→ **PROBLEM DESCRIPTION**: Write out the records again with every "rough mask" changed to "coarse mask" and all else the same. Leave the pictures out.

→ **DATA SUPPLIED**:
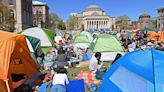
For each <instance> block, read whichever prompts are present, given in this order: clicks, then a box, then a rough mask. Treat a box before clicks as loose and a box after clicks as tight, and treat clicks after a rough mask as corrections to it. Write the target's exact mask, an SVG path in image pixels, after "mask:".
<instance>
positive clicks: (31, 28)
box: [21, 27, 55, 53]
mask: <svg viewBox="0 0 164 92" xmlns="http://www.w3.org/2000/svg"><path fill="white" fill-rule="evenodd" d="M21 34H24V35H27V36H32V37H35V38H38V39H40V41H41V47H42V50H43V52H44V53H46V52H47V51H48V50H49V49H50V47H51V46H52V43H53V40H54V37H55V33H54V32H53V31H51V30H49V29H45V28H44V29H41V28H39V27H33V28H29V29H26V30H24V31H23V32H22V33H21Z"/></svg>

→ **ANSWER TO THIS EXERCISE**:
For each <instance> block, read whichever prompts are present, given in this order: clicks, then a box, then a coarse mask. Treat a box before clicks as loose and a box after clicks as tight, and treat clicks after a coarse mask as corrections to it. Write the target's exact mask, an SVG path in image pixels, after "mask:".
<instance>
positive clicks: (31, 28)
box: [21, 27, 55, 53]
mask: <svg viewBox="0 0 164 92" xmlns="http://www.w3.org/2000/svg"><path fill="white" fill-rule="evenodd" d="M21 34H24V35H27V36H32V37H35V38H38V39H40V41H41V47H42V50H43V52H44V53H46V52H47V51H48V50H49V49H50V47H51V46H52V43H53V40H54V37H55V33H54V32H53V31H51V30H49V29H45V28H44V29H41V28H39V27H33V28H29V29H26V30H24V31H23V32H22V33H21Z"/></svg>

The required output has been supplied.